# [List of tasks]
[a] Answer these questions from the passage on Obama:
(i) Why does the passage say Obama struggled with decisions involving military intervention?
(ii) How often did he visit soldiers at Walter Reed?
(iii) Which network does the passage call the GOP's favorite?
[b] From the passage on Obama, extract everything from "Obama has this" down to "dividing our nation.", word for word.

# [Document passage]
== Segment start ==

Obama struggled with decisions that involved military intervention, not because he didn’t understand the intricacies of carrying out missions, but because human loss is always a probability. And I think this is was a sincere concern for him, but one he made because he was up to the task. To think, he was criticized for visiting the soldiers at Walter Reed on a weekly basis by Fox News. We would come to miss his caring nature because once he left the White House, the Presidency was taken over by a “f*ck your feelings” mentality.
Obama has this uncanny ability to keep calm during what would have put many of us over the edge. The discrimination he endured (and still does) should give everyone pause. Because even on his worst days, he still stood strong and rarely acknowledged the total bullsh*t coming out of the GOP and its favorite network, Fox News. And should he have fought more? Would it have stopped the constant barrage of misinformation that snowballs when something is not worth acknowledging? I don’t know. I don’t think so. Because no matter what the issue is, the people who want to twist the narrative will find a way to do so. The inklings of the racial discord that erupted after his term was always present, both hidden and in plain sight, and there was no stopping it when we later got a leader who seemed to enjoy dividing our nation.

== Segment end ==

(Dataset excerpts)
== Segment start ==

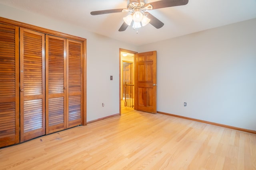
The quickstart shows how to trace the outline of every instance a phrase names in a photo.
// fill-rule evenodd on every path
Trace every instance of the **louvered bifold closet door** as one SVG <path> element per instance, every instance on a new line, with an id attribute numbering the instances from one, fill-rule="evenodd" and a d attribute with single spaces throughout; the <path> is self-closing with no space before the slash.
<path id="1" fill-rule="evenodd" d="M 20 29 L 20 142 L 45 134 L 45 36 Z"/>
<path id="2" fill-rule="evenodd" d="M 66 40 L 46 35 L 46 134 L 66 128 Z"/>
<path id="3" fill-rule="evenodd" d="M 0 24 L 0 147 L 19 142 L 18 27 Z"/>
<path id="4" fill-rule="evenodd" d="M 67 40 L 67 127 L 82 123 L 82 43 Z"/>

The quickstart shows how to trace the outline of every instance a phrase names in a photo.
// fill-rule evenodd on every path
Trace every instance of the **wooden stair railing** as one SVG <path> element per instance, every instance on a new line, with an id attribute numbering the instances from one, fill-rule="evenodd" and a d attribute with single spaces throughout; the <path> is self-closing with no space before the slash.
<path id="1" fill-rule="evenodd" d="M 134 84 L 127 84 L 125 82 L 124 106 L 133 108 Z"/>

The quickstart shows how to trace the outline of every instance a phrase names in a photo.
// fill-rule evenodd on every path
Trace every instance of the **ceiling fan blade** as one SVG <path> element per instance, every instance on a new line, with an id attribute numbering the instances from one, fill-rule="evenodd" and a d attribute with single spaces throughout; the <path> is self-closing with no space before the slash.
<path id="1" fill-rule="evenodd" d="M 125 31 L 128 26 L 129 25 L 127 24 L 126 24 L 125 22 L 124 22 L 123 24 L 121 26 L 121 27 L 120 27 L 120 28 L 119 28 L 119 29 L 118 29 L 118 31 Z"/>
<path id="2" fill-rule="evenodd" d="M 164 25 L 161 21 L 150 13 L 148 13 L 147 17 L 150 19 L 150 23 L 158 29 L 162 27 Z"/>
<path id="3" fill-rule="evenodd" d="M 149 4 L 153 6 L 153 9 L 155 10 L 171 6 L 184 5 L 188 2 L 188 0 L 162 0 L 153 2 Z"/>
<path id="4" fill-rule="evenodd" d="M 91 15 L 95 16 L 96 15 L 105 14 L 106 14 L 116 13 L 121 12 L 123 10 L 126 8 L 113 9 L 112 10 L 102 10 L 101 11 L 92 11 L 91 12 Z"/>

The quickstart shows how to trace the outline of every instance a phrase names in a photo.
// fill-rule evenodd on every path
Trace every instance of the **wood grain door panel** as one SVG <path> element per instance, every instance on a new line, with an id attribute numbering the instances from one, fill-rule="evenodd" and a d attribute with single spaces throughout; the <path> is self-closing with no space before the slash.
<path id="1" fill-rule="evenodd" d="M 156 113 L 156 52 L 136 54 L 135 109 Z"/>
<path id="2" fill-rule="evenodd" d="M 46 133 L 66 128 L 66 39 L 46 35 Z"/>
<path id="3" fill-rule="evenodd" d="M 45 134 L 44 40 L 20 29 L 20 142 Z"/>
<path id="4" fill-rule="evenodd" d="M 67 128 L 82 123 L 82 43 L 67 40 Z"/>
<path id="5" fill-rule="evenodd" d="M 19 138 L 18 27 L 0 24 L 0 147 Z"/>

== Segment end ==

# [Solution set]
[a]
(i) Because human loss is always a probability.
(ii) On a weekly basis.
(iii) Fox News.

[b]
Obama has this uncanny ability to keep calm during what would have put many of us over the edge. The discrimination he endured (and still does) should give everyone pause. Because even on his worst days, he still stood strong and rarely acknowledged the total bullsh*t coming out of the GOP and its favorite network, Fox News. And should he have fought more? Would it have stopped the constant barrage of misinformation that snowballs when something is not worth acknowledging? I don’t know. I don’t think so. Because no matter what the issue is, the people who want to twist the narrative will find a way to do so. The inklings of the racial discord that erupted after his term was always present, both hidden and in plain sight, and there was no stopping it when we later got a leader who seemed to enjoy dividing our nation.